O levantamento é realizado por lideranças indígenas, direto dos territórios, em parceria com organizações e universidades da região – que se debruçam sobre diferentes fontes de dados oficiais. O comunicador social indígena Alexandre Pankararu explica que o fluxo de informações tem sido eficiente. “No início foi mais difícil, pois tivemos que entender as falhas dos levantamentos feitos pelos governos e criar nossos métodos de organizar as informações. Para se ter uma ideia, a Secretaria Especial de Saúde Indígena (Sesai) não leva em conta os indígenas em contexto urbano”, pontua.
Informes cotidianos
De acordo com Alexandre, atualmente os dados são atualizados praticamente todas as semanas. O informe mais recente, divulgado no dia 24 de julho na página da Apoinme no facebook, mostra um total de 1.515 casos de contaminação e 35 óbitos desde o início da pandemia entre indígenas de Alagoas, Bahia, Ceará, Espírito Santo, Minas Gerais, Pernambuco, Paraíba, Piauí, Rio Grande do Norte e Sergipe. Além disso, o grupo está organizando um boletim mensal, com análises mais aprofundadas do cenário de contaminação. A primeira edição deste trabalho pode ser acessada aqui.

_REQUISITO_. Dê prosseguimento ao texto sobre o levantamento de dados da pandemia entre indígenas a partir da última frase apresentada. Os itens não têm relação com o texto sobre o levantamento de dados da pandemia entre indígenas.

_TRECHOS DE DADOS_.
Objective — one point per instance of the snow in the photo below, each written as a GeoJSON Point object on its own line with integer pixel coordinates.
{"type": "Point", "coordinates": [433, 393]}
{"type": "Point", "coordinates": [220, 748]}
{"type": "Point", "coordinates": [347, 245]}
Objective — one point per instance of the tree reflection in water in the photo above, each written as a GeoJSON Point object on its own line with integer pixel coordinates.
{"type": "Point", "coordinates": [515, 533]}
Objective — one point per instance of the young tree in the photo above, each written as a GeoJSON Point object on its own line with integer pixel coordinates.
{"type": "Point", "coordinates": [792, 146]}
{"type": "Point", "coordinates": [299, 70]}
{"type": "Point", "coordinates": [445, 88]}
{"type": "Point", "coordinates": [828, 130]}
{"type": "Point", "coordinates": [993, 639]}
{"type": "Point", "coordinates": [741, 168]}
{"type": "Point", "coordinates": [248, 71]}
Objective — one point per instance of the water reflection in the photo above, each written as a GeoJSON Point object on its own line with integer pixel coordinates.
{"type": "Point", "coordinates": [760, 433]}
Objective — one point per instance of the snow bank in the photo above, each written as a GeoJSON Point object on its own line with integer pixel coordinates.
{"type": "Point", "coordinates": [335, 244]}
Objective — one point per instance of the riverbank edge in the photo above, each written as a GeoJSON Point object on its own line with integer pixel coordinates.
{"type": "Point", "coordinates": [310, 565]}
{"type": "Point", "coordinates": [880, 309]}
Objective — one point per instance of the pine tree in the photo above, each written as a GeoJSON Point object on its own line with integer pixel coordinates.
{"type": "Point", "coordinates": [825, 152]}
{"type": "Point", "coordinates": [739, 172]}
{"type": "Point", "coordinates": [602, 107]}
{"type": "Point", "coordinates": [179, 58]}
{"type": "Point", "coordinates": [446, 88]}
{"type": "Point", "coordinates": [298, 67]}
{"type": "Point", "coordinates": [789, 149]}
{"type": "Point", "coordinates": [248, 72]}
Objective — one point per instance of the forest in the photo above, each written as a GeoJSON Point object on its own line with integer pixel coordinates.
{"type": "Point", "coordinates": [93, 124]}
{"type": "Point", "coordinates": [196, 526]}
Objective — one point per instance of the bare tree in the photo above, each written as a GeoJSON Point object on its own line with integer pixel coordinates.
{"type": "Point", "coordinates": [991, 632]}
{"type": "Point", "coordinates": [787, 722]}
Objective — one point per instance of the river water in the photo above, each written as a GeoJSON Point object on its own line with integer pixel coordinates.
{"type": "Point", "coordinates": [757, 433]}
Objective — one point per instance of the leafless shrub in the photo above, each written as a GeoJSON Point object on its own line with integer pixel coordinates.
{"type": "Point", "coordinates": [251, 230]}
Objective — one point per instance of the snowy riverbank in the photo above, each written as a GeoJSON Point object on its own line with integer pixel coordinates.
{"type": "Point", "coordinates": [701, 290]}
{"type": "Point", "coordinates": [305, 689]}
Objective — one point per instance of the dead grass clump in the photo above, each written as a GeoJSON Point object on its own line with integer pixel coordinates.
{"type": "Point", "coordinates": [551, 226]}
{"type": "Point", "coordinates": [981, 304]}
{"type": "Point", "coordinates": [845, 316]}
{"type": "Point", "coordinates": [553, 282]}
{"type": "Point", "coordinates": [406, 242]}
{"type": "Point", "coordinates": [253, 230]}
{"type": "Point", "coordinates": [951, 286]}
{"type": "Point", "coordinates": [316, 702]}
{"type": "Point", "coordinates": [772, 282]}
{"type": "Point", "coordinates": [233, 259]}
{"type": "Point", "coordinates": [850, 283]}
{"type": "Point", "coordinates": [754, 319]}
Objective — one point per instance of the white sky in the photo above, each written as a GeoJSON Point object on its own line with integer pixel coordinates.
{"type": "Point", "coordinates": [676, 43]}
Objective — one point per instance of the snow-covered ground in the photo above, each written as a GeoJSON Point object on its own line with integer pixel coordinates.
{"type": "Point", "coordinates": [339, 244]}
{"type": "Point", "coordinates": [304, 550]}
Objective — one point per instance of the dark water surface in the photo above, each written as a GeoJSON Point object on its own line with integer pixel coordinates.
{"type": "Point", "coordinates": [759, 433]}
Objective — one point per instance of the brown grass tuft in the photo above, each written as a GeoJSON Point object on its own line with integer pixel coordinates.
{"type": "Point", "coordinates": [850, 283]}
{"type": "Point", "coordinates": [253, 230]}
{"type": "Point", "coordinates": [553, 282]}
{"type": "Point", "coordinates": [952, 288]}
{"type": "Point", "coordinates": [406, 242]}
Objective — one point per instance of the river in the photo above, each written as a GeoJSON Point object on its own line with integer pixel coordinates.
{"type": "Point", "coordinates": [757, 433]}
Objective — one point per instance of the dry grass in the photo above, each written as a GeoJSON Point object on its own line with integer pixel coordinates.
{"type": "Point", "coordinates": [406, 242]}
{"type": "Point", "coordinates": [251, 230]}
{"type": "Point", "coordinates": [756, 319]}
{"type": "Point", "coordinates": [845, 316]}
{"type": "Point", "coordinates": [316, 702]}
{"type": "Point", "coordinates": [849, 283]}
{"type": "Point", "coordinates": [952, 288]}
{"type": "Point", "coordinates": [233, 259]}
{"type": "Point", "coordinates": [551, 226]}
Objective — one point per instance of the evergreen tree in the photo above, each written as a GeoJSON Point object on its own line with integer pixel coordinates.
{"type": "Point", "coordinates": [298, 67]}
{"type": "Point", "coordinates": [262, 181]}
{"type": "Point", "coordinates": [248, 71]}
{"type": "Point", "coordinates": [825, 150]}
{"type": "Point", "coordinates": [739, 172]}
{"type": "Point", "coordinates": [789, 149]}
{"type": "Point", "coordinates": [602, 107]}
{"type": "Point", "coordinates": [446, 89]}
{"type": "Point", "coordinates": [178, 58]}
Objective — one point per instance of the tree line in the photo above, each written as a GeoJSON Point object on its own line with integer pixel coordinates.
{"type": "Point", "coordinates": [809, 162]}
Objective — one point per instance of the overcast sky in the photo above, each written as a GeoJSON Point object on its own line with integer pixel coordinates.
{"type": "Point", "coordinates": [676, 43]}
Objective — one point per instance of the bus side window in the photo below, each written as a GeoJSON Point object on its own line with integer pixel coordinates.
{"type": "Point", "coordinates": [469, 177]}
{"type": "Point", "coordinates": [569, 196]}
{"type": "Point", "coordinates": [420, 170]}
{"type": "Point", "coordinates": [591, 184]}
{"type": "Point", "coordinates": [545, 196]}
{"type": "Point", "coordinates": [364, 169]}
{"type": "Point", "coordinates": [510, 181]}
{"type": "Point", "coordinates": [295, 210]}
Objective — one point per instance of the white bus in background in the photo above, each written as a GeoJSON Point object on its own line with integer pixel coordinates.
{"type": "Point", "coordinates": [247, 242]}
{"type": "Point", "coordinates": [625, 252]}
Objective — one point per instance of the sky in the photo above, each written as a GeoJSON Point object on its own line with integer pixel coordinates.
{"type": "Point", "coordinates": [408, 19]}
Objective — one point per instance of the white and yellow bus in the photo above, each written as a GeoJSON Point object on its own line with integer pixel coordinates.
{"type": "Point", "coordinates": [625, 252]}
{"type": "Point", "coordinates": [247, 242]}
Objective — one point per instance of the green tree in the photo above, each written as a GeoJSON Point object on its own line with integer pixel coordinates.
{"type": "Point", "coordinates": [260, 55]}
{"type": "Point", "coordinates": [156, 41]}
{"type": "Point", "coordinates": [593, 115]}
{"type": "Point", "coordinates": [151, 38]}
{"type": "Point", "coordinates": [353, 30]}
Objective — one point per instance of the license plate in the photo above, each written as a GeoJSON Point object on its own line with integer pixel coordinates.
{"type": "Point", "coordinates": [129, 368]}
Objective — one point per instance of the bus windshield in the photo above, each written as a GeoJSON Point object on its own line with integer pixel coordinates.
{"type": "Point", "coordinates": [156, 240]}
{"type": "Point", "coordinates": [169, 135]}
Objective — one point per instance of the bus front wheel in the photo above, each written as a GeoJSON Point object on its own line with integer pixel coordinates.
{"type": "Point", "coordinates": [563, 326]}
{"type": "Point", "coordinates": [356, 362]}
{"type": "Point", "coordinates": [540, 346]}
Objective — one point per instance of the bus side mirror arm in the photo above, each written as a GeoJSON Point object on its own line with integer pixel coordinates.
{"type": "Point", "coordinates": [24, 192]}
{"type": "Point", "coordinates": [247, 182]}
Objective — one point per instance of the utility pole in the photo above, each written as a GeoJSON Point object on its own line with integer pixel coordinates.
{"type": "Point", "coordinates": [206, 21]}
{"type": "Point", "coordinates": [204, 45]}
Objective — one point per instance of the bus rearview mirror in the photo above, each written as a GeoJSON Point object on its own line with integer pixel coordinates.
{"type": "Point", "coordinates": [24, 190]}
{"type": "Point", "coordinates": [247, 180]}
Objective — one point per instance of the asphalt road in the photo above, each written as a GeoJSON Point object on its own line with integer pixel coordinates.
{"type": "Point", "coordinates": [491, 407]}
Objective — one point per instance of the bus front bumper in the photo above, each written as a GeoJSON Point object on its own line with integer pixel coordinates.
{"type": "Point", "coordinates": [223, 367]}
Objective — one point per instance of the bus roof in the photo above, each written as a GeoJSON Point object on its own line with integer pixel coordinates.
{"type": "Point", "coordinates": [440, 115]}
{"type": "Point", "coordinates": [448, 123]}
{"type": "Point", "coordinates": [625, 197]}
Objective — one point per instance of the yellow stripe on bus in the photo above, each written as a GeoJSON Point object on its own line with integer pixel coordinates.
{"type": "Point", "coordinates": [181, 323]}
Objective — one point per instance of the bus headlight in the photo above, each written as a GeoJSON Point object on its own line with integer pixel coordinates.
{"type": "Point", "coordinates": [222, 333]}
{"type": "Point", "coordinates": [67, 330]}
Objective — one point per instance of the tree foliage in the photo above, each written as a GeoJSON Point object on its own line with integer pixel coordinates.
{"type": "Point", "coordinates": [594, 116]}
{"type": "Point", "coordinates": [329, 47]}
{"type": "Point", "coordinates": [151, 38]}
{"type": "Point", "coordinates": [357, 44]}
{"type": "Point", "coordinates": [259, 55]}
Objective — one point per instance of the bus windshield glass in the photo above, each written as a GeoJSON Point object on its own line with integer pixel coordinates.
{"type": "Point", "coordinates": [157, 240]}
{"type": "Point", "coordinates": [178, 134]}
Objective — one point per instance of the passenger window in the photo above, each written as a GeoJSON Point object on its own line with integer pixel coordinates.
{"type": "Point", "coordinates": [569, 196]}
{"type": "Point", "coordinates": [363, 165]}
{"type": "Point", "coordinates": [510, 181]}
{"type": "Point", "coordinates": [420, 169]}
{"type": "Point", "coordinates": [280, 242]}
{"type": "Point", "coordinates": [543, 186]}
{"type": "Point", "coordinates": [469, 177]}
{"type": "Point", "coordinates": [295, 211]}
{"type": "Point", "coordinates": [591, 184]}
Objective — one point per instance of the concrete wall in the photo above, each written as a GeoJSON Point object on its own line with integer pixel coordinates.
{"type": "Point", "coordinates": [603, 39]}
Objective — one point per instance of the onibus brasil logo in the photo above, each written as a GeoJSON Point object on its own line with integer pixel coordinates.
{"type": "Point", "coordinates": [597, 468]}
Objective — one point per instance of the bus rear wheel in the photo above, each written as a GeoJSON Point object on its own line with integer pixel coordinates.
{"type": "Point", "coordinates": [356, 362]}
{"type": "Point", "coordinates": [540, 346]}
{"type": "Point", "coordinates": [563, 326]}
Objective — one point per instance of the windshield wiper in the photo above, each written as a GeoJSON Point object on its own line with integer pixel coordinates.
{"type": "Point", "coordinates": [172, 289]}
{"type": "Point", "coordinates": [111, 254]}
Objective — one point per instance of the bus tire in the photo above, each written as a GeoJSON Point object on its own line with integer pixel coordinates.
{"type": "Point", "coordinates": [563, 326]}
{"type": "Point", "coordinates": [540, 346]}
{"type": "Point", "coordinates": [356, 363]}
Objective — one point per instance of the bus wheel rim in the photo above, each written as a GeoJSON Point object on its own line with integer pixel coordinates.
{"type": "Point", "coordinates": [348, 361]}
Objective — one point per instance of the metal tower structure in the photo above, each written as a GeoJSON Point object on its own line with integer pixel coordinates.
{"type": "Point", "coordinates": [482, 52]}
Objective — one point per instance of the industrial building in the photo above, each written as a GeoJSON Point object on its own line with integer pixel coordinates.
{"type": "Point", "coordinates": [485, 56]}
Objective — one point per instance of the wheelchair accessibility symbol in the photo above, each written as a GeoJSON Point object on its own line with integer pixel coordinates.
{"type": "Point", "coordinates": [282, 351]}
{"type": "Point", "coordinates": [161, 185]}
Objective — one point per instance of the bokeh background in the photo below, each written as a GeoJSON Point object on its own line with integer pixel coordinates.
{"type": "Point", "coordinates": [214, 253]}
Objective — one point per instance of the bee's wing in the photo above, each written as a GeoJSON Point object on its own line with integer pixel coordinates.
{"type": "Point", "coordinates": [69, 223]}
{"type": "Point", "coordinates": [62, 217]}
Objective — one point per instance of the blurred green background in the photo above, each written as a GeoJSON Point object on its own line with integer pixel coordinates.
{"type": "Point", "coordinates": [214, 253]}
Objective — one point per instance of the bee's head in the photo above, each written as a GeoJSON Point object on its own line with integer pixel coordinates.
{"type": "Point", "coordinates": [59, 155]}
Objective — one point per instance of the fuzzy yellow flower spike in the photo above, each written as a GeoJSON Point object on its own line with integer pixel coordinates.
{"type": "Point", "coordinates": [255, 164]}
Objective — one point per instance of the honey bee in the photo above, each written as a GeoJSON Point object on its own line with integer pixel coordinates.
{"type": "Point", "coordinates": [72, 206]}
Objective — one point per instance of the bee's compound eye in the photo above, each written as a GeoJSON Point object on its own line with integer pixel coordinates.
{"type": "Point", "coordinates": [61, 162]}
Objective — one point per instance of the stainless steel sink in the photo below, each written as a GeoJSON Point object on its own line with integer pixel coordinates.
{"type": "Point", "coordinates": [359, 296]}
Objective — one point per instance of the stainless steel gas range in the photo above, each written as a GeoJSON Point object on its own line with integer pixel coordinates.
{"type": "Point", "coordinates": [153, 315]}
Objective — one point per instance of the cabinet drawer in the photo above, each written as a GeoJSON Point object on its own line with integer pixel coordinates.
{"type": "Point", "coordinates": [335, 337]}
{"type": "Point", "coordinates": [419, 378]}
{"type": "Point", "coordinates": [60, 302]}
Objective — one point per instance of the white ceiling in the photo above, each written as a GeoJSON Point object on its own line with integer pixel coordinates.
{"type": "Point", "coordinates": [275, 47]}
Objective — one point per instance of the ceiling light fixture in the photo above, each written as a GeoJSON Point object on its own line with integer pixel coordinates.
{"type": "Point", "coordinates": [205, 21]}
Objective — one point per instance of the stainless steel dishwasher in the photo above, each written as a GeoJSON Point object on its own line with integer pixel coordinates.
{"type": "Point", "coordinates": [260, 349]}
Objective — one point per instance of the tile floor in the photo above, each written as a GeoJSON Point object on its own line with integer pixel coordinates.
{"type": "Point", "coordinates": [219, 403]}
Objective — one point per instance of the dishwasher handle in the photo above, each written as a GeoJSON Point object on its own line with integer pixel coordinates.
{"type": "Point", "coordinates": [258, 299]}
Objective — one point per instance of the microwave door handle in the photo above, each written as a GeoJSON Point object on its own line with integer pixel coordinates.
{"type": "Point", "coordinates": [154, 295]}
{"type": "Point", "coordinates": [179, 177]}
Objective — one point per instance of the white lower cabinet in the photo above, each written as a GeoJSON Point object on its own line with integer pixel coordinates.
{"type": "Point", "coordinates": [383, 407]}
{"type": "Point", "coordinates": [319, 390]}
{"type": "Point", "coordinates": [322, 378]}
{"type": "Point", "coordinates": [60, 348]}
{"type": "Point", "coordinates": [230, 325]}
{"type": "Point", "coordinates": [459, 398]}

_SUA RESPOSTA_.
Ceiça Pitaguary é coordenadora da Federação dos Povos e Organizações Indígenas do Ceará (Fepoince), que mapeia os casos entre indígenas em todo o estado e tem direcionado energia às medidas preventivas. “Esse vírus veio mostrar que o cuidado que eu tenho comigo é importante para salvar outra vidas. Portanto, escolhemos ficar na aldeia. É difícil não circular e conversar com os parentes, mas estamos tentando. Nosso trabalho de conscientização fez com que desacelerasse o número de óbitos”.
“O avanço da pandemia entre indígenas está relacionado à usurpação histórica de terras e direitos”
Negligência deliberada
A antropóloga Lara Erendira de Andrade destaca a importância destas notificações realizadas pela sociedade civil. “Diferente de outros tempos sombrios do nosso país, em que vidas indígenas foram ceifadas pelo Estado sem serem contabilizadas, hoje nós temos uma rápida apuração realizada com protagonismo das organizações indígenas. E não estamos falando apenas de números, mas de povos, de identidade e história”, sustenta Lara, que atua na Rede de Monitoramento de Direitos Indígenas em Pernambuco (Remdipe).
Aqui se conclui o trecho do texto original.